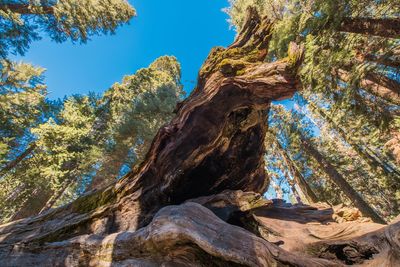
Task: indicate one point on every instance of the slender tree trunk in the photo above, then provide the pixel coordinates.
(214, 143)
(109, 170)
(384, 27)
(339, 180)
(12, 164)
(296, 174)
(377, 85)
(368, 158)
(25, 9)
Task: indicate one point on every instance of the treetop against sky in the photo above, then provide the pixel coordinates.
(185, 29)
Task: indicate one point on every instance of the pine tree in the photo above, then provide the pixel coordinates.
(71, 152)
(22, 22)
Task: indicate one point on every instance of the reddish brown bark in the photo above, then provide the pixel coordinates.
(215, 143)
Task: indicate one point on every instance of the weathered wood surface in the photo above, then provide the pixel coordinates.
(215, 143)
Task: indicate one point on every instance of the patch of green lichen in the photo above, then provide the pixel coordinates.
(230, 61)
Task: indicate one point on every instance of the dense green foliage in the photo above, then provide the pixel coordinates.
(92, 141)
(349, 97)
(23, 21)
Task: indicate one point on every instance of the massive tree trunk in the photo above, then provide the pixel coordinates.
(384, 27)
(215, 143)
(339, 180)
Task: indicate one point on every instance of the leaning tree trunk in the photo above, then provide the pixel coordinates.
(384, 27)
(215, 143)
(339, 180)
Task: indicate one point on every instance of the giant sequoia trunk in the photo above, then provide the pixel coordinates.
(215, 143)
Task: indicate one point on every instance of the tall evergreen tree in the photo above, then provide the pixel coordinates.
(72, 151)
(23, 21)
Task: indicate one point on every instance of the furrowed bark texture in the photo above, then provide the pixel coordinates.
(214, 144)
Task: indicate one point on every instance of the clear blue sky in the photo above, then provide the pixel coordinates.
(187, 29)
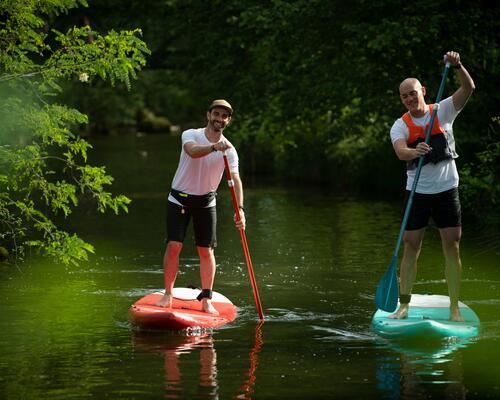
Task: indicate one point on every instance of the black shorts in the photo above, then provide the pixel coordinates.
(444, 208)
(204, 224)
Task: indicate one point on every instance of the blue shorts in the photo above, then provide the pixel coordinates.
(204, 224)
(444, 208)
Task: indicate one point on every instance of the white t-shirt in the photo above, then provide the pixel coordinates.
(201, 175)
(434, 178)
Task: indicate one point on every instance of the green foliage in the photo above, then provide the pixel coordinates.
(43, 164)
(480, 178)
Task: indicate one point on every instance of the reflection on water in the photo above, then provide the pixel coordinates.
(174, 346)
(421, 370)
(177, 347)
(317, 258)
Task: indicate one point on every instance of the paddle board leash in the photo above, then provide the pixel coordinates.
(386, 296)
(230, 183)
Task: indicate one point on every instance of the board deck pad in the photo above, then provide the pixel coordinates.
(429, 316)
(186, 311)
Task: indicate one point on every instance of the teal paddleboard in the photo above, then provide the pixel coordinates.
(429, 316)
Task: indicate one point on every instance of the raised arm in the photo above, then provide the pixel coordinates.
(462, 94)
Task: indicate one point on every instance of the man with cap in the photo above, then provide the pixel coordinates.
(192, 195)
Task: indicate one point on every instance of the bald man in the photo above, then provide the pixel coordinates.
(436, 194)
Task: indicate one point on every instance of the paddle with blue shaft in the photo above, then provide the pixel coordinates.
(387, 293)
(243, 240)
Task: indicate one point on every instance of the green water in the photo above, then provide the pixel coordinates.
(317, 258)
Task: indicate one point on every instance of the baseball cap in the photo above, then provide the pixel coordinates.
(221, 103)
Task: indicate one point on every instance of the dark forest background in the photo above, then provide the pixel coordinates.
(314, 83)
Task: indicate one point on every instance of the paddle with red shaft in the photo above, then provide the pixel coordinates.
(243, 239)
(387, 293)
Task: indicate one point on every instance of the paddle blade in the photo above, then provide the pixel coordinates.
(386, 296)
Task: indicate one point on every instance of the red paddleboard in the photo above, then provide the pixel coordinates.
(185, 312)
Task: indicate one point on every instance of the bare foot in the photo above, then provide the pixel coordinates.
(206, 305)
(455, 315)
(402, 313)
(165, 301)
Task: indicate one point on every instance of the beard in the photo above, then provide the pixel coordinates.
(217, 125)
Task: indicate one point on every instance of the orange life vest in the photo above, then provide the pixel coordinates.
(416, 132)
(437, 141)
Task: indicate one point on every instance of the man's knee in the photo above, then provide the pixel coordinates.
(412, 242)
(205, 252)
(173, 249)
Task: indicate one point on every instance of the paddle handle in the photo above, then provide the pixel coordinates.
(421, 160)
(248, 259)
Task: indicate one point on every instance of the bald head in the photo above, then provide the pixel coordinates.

What you are asked to do —
Omitting all images, retype each line of the records precisely.

Solution to this task —
Task: indicate one point on every instance of the slender tree trunk in the photo above, then provide the pixel coordinates.
(214, 143)
(109, 170)
(384, 27)
(339, 180)
(12, 164)
(296, 174)
(377, 85)
(368, 158)
(25, 9)
Task: indicate one point on every instance of the treetop against sky in the photo above, then provide the pixel coordinates.
(185, 29)
Task: indicate one point on every instance of the pine tree in the photo above, then provide the pixel coordinates.
(71, 152)
(22, 22)
Task: indicate one point on every instance of the reddish brown bark in the photo above, then provide the pixel coordinates.
(215, 143)
Task: indicate one point on every instance of the weathered wood surface in the photo above, then provide the pixel coordinates.
(215, 143)
Task: indicate one point on every instance of the patch of green lichen in the photo above, then provide the pixel coordinates.
(230, 61)
Task: indicate one point on every instance of the dense green foliage in the photo above, then provide the pixel coordinates.
(92, 141)
(349, 97)
(23, 21)
Task: indicate one point on every instance of the massive tree trunk in the photo above, then provide the pixel coordinates.
(384, 27)
(215, 143)
(339, 180)
Task: indicate one point on every instance of the leaning tree trunk in the photo above, then provide the pixel coordinates.
(384, 27)
(215, 143)
(339, 180)
Task: indicate one point on every instance of the giant sequoia trunk in the photo above, then provide the pixel coordinates.
(215, 143)
Task: indicate one point on every instance of the tall evergreen tree in the photo above, then provide the pixel coordinates.
(72, 151)
(23, 21)
Task: indicate one point on every instance of the furrowed bark texture in the photo above, then provide the pixel coordinates.
(214, 144)
Task: indicate one point on every instance of the clear blue sky in the photo above, then provide the pixel coordinates.
(187, 29)
Task: indicate one point on every instance of the black shorts in the photo above, then provide the pixel coordinates.
(444, 208)
(204, 224)
Task: indicate one point on every instance of the blue shorts in the photo above, then provide the pixel coordinates.
(204, 224)
(444, 208)
Task: indicate one point on every instance of the white t-shirt in the photo above, then provide the pixel coordinates.
(201, 175)
(434, 178)
Task: indicate one point on every instance of the green foliage in the photo above, then provide the pixel coordinates.
(43, 164)
(480, 178)
Task: indicate one point on every instance of the reflection on water in the photo above, then provide the pixel coordinates.
(174, 346)
(421, 370)
(177, 347)
(317, 258)
Task: indicate one point on every instance of the paddle board leash in the photo above, then provide the pixel coordinates.
(386, 296)
(230, 183)
Task: indicate one point on every instance of the board deck pad in the photo above, then provide the pixel coordinates.
(429, 316)
(186, 311)
Task: indicate one point on every instance of the teal paddleboard in the photo above, then provide the pixel coordinates.
(429, 316)
Task: indicate one point on every instance of the raised arm in the photo above, then provide the pixel coordinates.
(462, 94)
Task: indicate one point on every instance of the man with cap in the photo above, then provide the pixel coordinates.
(192, 195)
Task: indicate one point on every instance of the bald man in the photo above, then provide the pixel coordinates.
(436, 194)
Task: indicate one point on every instance of the paddle with blue shaft in the photo above, then provide the pixel coordinates.
(387, 293)
(243, 240)
Task: indicate one point on every instance of the green water in the photo above, then provide the pixel coordinates.
(317, 258)
Task: indicate one point on every instance of the baseball cap in the photo above, then provide the pixel coordinates.
(221, 103)
Task: indicate one point on every instance of the dark forest background in the photo above, then provide the pixel coordinates.
(314, 83)
Task: indicate one point on every instance of the paddle with red shaft in the photo above, then provide the pixel coordinates.
(243, 239)
(387, 293)
Task: indicate one point on every instance of the paddle blade in the photo above, then provide the pixel coordinates.
(386, 296)
Task: indicate one point on every instance of the red paddleboard in the photo above, then provide the pixel coordinates.
(185, 312)
Task: indicate one point on every instance of the bare foot in the photo above, then provide the pixel coordinates.
(206, 305)
(455, 315)
(402, 313)
(165, 301)
Task: indicate one point on every instance of the beard in the photo above, then provide the pixel coordinates.
(217, 125)
Task: indicate one point on every instance of the orange life vest in the photo above, then provide the pixel coordinates.
(416, 132)
(437, 141)
Task: indicate one point on every instance of the man's knee in the photo above, then provide the pixel coordinates.
(412, 242)
(205, 252)
(173, 249)
Task: indicate one point on every instance of the paddle handle in the photo above, then provide the pixel coordinates.
(421, 160)
(248, 259)
Task: indicate one point on every instance of the bald head in the photo above, then provide the pixel coordinates.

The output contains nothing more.